## Exercise directions
Repeat every line of the following material exactly.

## Raw data
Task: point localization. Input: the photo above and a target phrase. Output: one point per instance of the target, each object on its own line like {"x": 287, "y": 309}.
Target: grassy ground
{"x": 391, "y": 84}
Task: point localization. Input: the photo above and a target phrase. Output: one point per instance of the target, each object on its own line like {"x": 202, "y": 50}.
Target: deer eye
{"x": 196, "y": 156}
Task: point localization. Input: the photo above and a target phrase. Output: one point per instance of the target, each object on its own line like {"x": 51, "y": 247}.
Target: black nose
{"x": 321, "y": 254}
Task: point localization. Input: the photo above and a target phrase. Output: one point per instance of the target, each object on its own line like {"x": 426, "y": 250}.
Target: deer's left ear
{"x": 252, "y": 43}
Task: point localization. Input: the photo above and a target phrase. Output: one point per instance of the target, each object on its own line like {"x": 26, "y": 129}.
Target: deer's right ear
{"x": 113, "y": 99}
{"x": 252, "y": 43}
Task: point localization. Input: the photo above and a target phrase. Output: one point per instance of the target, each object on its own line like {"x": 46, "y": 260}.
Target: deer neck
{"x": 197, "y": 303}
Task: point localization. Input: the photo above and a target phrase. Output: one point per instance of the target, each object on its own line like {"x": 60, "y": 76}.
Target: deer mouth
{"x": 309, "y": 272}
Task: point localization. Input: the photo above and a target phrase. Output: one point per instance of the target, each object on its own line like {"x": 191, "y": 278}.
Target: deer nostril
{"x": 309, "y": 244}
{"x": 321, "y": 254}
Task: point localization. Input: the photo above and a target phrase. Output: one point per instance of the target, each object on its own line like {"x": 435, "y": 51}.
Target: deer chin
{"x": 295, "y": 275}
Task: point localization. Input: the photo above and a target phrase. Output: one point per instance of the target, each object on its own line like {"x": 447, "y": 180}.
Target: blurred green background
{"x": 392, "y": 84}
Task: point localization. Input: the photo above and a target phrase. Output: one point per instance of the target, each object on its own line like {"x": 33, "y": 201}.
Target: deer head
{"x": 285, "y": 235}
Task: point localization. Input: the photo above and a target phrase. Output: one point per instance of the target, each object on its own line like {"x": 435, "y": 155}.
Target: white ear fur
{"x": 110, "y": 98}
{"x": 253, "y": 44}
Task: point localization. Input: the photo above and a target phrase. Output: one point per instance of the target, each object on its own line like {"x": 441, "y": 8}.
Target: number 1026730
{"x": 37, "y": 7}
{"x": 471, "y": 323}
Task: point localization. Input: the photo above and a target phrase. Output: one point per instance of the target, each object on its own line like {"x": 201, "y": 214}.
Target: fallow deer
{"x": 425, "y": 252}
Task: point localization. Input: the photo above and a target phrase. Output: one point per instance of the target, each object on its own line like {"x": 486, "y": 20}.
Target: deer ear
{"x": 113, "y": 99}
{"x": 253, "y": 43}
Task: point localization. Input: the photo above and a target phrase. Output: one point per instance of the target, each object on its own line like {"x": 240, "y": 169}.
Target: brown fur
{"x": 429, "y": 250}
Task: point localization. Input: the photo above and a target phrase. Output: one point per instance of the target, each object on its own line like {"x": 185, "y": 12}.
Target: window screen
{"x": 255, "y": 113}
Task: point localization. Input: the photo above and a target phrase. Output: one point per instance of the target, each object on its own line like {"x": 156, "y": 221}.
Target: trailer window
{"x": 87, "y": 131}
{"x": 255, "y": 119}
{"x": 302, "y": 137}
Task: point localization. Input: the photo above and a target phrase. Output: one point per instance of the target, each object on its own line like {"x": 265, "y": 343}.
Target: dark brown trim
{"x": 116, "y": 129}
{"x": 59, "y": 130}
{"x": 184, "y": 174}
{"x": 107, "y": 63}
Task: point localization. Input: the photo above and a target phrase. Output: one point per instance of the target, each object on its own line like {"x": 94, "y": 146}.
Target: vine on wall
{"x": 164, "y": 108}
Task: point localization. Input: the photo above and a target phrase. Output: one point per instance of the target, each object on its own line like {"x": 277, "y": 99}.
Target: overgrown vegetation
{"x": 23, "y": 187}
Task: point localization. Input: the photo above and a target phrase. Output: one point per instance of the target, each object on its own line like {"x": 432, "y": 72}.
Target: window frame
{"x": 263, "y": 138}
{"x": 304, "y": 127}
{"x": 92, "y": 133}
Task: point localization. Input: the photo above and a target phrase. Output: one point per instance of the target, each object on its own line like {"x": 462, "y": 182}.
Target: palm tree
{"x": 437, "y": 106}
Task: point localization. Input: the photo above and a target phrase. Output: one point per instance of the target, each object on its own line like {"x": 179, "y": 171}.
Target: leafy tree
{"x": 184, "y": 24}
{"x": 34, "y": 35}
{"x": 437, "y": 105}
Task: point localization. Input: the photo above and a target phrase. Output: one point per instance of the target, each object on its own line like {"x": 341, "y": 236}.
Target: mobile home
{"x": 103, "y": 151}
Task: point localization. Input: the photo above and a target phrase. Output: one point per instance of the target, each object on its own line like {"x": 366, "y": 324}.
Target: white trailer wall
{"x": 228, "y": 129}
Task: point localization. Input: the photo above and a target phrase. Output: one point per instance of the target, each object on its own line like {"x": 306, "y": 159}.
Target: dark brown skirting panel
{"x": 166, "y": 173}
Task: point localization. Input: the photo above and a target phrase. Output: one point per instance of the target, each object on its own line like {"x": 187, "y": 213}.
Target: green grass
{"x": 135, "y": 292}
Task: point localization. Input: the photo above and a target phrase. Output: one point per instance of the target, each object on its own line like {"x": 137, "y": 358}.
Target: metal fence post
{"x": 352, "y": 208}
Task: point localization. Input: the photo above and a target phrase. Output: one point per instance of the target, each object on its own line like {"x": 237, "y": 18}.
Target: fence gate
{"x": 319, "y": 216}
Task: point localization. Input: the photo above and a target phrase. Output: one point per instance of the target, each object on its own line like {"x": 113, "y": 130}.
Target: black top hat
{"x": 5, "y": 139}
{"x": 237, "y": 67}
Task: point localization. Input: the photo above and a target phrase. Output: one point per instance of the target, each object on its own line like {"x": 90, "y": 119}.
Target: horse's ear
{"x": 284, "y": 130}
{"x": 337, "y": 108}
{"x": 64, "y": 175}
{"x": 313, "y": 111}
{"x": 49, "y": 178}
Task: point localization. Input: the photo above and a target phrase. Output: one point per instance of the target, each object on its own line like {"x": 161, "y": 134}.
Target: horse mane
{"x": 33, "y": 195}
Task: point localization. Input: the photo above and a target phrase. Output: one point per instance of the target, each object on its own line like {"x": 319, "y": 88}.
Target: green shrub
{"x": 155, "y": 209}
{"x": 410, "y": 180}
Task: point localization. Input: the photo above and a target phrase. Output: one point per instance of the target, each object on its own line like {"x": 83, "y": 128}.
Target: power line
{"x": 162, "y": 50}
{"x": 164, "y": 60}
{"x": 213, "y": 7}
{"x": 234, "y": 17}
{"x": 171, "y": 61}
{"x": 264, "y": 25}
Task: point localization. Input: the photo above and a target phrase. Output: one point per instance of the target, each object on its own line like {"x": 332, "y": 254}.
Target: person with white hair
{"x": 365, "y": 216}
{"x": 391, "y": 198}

## Answer to this task
Task: point localization. Input: the photo above and a target phrase. Output: one point per instance of the target, each object on its own line like {"x": 287, "y": 309}.
Target: grassy ground
{"x": 391, "y": 84}
Task: point localization. Input: the photo above and a target phrase. Output: one point per instance of the target, each object on its own line like {"x": 202, "y": 50}.
Target: deer eye
{"x": 196, "y": 156}
Task: point localization. Input: the photo above and a target phrase. Output: one point per instance of the target, each object on its own line like {"x": 51, "y": 247}.
Target: black nose
{"x": 321, "y": 254}
Task: point localization. Input: the photo above and a target phrase. Output: one point per instance of the target, each object on its own line like {"x": 426, "y": 250}.
Target: deer's left ear
{"x": 252, "y": 43}
Task: point localization. Input: the photo above and a target phrase. Output: one point per instance of the target, each object on its own line like {"x": 26, "y": 129}.
Target: deer's right ear
{"x": 113, "y": 99}
{"x": 252, "y": 43}
Task: point localization. Input: the photo above and a target phrase. Output: one point per instance of the target, each object on its own line like {"x": 46, "y": 260}.
Target: deer neck
{"x": 197, "y": 303}
Task: point localization. Input: the photo above and a target phrase. Output: one point per instance of the target, each object on its own line like {"x": 60, "y": 76}.
Target: deer mouth
{"x": 309, "y": 272}
Task: point localization. Input: the photo above and a target phrase. Output: one point per instance of the target, each object on its own line like {"x": 191, "y": 278}.
Target: deer nostril
{"x": 309, "y": 244}
{"x": 321, "y": 254}
Task: point localization. Input: the photo above and a target phrase. Output: one point per instance of the target, each object on its own line like {"x": 435, "y": 51}.
Target: deer chin
{"x": 295, "y": 275}
Task: point localization. Input: the photo above and a target phrase. Output: one point per instance of the target, each object on its own line like {"x": 447, "y": 180}.
Target: blurred green background
{"x": 392, "y": 84}
Task: point localization. Input: the photo above and a target phrase. Output: one point per instance of the target, each object on its own line like {"x": 33, "y": 201}.
Target: deer head
{"x": 285, "y": 235}
Task: point localization. Input: the photo above and a target phrase. Output: one point per instance of the target, each object on its own line like {"x": 435, "y": 155}.
Target: white ear fur
{"x": 110, "y": 98}
{"x": 253, "y": 44}
Task: point localization. Input: the photo above and a target phrase. Output: one point per instance of the target, each object on its own line like {"x": 441, "y": 8}.
Target: number 1026730
{"x": 37, "y": 7}
{"x": 471, "y": 323}
Task: point localization. Input: the photo above and a target phrase. Output: one point per instance of the target, each object on its own line like {"x": 201, "y": 214}.
Target: fallow deer
{"x": 425, "y": 252}
Task: point localization. Input: the photo above and a target phrase. Output: one point per instance of the target, each object on its own line like {"x": 486, "y": 20}.
Target: deer ear
{"x": 113, "y": 99}
{"x": 253, "y": 43}
Task: point localization. Input: the photo above and a target phrase. Output: one point per instance of the target, each object on its own line like {"x": 240, "y": 169}.
Target: brown fur
{"x": 429, "y": 250}
Task: point localization. Input: the photo above and a target phrase. Output: one point per instance of the target, each object on its own line like {"x": 185, "y": 12}.
Target: window screen
{"x": 255, "y": 113}
Task: point localization. Input: the photo above and a target phrase. Output: one point per instance of the target, each object on its own line like {"x": 156, "y": 221}.
Target: trailer window
{"x": 87, "y": 131}
{"x": 255, "y": 119}
{"x": 302, "y": 137}
Task: point localization. Input: the photo above and a target phrase. Output: one point per instance of the target, each object on its own line like {"x": 265, "y": 343}.
Target: dark brown trim
{"x": 116, "y": 129}
{"x": 59, "y": 130}
{"x": 184, "y": 174}
{"x": 107, "y": 63}
Task: point localization. Input: the photo above and a target phrase. Output: one point per instance of the target, each object on its own line like {"x": 94, "y": 146}.
Target: vine on wall
{"x": 164, "y": 108}
Task: point localization. Input: the photo above and a target phrase. Output: one point per instance of the target, each object on its own line like {"x": 277, "y": 99}.
Target: overgrown vegetation
{"x": 23, "y": 187}
Task: point localization. Input: the photo above and a target phrase. Output: one point per instance of the target, each object on its own line like {"x": 432, "y": 72}.
Target: window frame
{"x": 263, "y": 138}
{"x": 304, "y": 127}
{"x": 92, "y": 133}
Task: point localization. Input: the photo above and a target phrase. Output: one point per instance of the target, each object on its own line like {"x": 462, "y": 182}.
Target: palm tree
{"x": 437, "y": 106}
Task: point localization. Input: the photo above and a target phrase. Output: one point per instance of the target, each object on its own line like {"x": 179, "y": 171}.
Target: leafy tree
{"x": 184, "y": 24}
{"x": 34, "y": 35}
{"x": 437, "y": 105}
Task: point localization. Input: the photo above and a target phrase. Output: one point per instance of the target, each object on its own line like {"x": 341, "y": 236}.
Target: mobile home
{"x": 103, "y": 151}
Task: point localization. Input: the photo above and a target phrase. Output: one point per instance of the target, each object on its own line like {"x": 366, "y": 324}.
Target: white trailer wall
{"x": 228, "y": 129}
Task: point localization. Input: the photo above and a target phrase. Output: one point per instance of the target, each object on its own line like {"x": 306, "y": 159}.
Target: dark brown skirting panel
{"x": 166, "y": 173}
Task: point localization. Input: the photo above and a target phrase. Output: one point per instance of the target, each object on its own line like {"x": 187, "y": 213}.
Target: green grass
{"x": 135, "y": 292}
Task: point localization. Input: the photo above and a target phrase. Output: one point per instance of the target, each object on its own line like {"x": 137, "y": 358}.
Target: metal fence post
{"x": 352, "y": 208}
Task: point localization. Input: the photo above and a target phrase. Output: one point per instance of the target, each object on its own line like {"x": 237, "y": 18}.
Target: fence gate
{"x": 319, "y": 216}
Task: point localization. Input: the photo above and a target phrase. Output: one point per instance of the target, each object on its own line like {"x": 113, "y": 130}.
Target: black top hat
{"x": 5, "y": 139}
{"x": 237, "y": 67}
Task: point localization. Input: the photo above and a target phrase. Output: one point per instance of the target, each object on its own line like {"x": 90, "y": 119}.
Target: horse's ear
{"x": 284, "y": 130}
{"x": 337, "y": 108}
{"x": 64, "y": 175}
{"x": 313, "y": 111}
{"x": 49, "y": 178}
Task: point localization. Input: the photo above and a target phrase. Output: one point per instance of the target, each object on its own line like {"x": 161, "y": 134}.
Target: horse mane
{"x": 33, "y": 195}
Task: point localization. Input: the photo above and a target phrase. Output: one point per instance of the target, each object on its own line like {"x": 319, "y": 88}.
Target: green shrub
{"x": 155, "y": 209}
{"x": 410, "y": 180}
Task: point localization. Input: the photo above and a target phrase. Output: one point per instance of the target, each object on its own line like {"x": 83, "y": 128}.
Target: power line
{"x": 162, "y": 50}
{"x": 164, "y": 60}
{"x": 213, "y": 7}
{"x": 234, "y": 17}
{"x": 171, "y": 61}
{"x": 264, "y": 25}
Task: point localization. Input: the photo above and a target phrase. Output: one point per instance of the target, each object on its own line like {"x": 332, "y": 254}.
Target: person with white hair
{"x": 365, "y": 216}
{"x": 391, "y": 198}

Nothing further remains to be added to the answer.